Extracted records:
-- START --
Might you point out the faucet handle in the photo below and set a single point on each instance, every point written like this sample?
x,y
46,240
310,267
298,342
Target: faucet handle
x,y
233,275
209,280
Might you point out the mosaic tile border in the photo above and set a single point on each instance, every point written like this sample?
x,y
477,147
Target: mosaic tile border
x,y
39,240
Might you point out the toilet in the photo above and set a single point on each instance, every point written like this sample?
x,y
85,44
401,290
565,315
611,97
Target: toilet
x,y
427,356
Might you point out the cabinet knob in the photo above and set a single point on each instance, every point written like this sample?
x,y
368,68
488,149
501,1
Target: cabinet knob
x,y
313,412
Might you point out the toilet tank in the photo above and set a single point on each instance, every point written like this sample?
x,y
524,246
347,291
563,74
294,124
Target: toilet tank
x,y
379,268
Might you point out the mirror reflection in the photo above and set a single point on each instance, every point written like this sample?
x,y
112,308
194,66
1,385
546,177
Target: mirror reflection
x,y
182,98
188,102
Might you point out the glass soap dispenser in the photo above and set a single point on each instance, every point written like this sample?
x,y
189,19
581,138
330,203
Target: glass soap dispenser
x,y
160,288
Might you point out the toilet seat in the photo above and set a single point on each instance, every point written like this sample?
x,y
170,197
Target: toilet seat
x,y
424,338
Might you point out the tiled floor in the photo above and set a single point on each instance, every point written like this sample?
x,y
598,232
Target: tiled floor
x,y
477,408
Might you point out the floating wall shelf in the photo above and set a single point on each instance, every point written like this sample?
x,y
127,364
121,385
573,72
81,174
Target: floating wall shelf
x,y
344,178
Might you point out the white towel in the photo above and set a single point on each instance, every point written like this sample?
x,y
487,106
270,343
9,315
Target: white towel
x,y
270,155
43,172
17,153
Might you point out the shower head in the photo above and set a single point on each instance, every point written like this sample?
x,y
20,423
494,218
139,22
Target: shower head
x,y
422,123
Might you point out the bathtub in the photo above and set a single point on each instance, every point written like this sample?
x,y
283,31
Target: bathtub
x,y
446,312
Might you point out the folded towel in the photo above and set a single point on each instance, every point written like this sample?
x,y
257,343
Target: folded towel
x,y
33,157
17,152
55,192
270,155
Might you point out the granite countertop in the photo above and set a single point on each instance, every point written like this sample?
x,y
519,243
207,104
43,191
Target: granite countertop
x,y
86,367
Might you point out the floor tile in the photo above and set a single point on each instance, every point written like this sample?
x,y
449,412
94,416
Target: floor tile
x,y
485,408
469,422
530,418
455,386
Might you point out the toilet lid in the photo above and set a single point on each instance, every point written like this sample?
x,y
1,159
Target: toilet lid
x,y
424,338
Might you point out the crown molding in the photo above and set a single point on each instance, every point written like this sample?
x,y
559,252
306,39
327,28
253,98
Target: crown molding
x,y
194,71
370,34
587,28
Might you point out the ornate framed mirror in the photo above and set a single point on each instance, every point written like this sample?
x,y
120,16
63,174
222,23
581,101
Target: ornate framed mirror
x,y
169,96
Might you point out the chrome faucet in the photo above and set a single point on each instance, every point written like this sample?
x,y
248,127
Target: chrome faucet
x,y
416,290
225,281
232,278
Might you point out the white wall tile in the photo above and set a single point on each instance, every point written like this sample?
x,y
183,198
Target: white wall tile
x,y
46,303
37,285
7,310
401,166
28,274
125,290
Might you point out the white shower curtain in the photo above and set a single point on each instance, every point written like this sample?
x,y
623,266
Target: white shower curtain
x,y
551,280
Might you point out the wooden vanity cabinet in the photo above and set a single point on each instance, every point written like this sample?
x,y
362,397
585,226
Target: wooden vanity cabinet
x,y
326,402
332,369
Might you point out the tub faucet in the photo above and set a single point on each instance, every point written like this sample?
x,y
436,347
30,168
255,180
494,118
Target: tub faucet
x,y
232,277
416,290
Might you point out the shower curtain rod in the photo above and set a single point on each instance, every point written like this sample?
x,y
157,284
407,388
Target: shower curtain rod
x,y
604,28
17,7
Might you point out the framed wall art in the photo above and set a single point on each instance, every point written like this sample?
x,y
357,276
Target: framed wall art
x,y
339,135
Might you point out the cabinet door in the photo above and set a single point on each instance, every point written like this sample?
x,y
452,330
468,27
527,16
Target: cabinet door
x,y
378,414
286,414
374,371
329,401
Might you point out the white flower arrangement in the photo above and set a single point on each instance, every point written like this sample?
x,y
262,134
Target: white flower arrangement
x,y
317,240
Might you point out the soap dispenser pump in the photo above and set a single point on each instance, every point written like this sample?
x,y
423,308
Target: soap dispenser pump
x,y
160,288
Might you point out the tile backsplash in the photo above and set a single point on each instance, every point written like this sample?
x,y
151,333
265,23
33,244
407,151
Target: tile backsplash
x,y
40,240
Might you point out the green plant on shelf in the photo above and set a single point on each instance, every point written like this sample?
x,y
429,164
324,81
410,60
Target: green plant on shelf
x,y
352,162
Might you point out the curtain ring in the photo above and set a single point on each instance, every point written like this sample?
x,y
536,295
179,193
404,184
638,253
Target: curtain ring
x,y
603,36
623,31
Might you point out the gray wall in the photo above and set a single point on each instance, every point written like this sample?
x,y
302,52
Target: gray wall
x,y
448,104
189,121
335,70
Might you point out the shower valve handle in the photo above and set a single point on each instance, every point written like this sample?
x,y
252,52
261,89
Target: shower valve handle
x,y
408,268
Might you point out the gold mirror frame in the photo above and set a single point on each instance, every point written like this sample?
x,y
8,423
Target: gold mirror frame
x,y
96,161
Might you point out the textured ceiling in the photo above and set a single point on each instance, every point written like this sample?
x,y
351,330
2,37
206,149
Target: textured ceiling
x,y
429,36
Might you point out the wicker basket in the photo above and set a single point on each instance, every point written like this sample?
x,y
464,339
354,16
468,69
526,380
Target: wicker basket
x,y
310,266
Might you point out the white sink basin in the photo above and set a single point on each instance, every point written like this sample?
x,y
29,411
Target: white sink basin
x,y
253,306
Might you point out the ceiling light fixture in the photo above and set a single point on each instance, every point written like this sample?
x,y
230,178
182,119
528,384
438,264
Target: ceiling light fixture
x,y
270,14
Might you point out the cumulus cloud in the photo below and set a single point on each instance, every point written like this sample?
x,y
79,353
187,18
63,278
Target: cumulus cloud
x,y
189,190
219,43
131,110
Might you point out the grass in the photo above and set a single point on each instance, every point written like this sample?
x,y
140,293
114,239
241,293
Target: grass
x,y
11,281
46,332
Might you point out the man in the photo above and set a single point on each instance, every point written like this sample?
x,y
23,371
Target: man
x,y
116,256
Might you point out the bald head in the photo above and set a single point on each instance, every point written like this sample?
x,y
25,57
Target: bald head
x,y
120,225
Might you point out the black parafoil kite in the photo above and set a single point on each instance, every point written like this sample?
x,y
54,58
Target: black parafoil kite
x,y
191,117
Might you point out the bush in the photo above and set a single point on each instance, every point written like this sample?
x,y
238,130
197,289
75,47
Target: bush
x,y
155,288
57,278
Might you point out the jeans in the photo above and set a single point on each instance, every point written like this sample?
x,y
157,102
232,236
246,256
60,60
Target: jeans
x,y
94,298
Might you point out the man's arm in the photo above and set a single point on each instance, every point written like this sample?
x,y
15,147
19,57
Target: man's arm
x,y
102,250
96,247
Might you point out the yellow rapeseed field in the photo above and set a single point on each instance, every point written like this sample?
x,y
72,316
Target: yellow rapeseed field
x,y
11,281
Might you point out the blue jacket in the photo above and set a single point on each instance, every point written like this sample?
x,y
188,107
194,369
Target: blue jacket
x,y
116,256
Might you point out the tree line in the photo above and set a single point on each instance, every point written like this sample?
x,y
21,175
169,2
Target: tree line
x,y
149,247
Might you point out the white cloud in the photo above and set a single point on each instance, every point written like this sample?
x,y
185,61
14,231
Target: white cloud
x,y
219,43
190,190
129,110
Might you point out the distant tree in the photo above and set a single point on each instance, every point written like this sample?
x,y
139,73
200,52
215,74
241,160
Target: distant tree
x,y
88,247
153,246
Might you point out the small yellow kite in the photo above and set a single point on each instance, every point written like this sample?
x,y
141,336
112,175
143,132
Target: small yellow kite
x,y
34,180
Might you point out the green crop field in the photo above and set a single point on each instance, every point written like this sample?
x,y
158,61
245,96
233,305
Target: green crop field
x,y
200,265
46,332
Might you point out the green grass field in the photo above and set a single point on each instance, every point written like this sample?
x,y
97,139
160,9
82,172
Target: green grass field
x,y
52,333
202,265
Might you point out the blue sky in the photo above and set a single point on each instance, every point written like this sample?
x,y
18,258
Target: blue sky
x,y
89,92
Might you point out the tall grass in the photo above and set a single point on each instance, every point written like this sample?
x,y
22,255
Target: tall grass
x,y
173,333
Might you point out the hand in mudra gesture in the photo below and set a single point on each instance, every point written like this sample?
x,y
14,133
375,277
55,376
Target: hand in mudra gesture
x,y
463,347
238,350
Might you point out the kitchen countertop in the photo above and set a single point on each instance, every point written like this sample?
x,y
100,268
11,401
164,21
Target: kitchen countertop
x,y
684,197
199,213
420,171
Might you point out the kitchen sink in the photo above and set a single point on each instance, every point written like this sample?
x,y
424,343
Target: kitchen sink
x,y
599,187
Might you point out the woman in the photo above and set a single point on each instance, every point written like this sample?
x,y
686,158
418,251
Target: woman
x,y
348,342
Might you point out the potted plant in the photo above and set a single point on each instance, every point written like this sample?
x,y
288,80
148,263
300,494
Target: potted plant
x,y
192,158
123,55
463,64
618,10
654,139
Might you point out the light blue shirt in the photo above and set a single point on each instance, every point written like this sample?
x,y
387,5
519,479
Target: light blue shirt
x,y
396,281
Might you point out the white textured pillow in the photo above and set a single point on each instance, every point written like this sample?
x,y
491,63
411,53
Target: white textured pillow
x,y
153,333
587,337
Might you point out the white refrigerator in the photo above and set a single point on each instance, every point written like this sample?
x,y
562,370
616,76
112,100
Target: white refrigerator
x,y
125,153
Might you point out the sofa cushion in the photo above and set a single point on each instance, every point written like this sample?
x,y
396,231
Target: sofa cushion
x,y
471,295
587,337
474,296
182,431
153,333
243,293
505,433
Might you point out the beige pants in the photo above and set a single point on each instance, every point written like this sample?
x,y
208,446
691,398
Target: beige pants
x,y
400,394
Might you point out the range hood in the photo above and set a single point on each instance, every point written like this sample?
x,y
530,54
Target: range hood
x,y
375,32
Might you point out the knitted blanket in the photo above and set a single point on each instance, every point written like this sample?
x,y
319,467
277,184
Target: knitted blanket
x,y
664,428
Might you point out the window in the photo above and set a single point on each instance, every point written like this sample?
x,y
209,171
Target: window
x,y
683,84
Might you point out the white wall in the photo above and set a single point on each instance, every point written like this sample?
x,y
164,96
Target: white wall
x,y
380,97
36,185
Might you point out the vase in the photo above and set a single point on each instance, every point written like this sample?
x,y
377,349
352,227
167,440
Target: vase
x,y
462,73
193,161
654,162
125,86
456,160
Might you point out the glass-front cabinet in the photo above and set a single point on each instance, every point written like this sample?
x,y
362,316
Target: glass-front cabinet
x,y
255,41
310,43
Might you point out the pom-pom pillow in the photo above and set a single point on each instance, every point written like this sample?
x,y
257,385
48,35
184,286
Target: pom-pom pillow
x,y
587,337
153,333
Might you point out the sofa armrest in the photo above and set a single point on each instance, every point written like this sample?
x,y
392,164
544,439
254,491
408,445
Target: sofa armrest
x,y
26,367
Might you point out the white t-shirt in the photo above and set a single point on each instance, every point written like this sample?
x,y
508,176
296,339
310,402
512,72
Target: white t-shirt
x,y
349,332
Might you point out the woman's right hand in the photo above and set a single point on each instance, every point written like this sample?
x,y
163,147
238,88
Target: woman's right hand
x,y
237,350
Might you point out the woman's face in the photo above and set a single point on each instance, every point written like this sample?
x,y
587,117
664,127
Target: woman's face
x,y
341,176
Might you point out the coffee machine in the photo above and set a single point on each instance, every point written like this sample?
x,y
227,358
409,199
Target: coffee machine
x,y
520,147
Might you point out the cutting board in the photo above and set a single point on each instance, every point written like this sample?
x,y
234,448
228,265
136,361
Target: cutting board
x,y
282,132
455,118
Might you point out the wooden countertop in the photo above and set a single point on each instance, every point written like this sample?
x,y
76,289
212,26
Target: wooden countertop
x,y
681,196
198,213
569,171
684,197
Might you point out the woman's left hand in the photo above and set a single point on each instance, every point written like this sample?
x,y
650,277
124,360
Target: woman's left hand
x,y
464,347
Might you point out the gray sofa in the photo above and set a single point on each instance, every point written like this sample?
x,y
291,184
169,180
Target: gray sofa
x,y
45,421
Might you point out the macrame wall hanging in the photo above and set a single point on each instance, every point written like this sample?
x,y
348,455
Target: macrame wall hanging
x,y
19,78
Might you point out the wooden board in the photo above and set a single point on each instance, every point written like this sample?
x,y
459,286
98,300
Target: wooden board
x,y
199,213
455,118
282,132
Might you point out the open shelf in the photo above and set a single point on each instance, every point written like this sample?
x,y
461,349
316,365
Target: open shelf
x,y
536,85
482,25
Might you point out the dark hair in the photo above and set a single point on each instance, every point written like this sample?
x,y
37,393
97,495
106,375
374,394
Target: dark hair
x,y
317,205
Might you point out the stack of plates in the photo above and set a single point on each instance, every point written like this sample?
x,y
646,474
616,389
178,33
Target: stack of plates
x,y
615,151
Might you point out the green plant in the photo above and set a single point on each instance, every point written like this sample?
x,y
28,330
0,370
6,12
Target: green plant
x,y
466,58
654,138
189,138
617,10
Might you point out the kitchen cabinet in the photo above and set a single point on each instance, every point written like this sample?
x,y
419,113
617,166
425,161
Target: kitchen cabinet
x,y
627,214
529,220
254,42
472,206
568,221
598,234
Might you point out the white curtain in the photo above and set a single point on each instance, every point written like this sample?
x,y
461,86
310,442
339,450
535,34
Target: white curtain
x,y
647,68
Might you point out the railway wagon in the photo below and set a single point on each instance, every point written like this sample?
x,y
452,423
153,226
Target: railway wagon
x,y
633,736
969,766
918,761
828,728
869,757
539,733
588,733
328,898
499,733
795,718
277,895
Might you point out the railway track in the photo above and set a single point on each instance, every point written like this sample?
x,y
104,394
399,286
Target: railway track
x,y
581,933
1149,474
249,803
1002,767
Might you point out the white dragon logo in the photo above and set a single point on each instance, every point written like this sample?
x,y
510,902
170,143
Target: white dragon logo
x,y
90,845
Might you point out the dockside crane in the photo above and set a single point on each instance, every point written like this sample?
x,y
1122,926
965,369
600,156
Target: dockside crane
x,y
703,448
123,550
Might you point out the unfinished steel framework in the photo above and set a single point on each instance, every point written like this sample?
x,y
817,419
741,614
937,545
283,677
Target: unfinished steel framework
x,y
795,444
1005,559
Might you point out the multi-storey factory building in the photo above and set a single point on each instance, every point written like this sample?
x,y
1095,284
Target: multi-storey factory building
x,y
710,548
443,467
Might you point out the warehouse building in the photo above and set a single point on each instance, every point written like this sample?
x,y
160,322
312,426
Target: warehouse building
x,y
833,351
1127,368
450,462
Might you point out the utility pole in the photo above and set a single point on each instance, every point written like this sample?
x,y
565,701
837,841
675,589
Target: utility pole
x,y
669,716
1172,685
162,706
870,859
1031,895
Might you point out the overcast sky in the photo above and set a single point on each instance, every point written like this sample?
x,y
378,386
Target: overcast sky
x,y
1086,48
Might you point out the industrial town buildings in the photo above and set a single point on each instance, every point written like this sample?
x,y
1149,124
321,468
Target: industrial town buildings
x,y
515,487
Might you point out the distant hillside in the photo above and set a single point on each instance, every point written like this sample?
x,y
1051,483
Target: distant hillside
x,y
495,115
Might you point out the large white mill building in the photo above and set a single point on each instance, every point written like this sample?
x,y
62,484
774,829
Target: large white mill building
-- END --
Exercise description: Only the lines from the one containing "Might you point out the industrial" to the end of the records should be repeated, exactly as they appear.

Result below:
Might you point out the industrial town buildings in the photo above and set a single point on each instance, every point written like this sample?
x,y
1149,124
321,468
Target: industrial town buildings
x,y
515,487
Might you point out the distant hillside in the photo above and set a single point on each instance, every point written like this sample?
x,y
1051,483
Target: distant hillside
x,y
495,115
Might you point out the large white mill building in the photo above and set a single point on each instance, every point written like this sample?
x,y
62,484
774,829
Target: large white mill building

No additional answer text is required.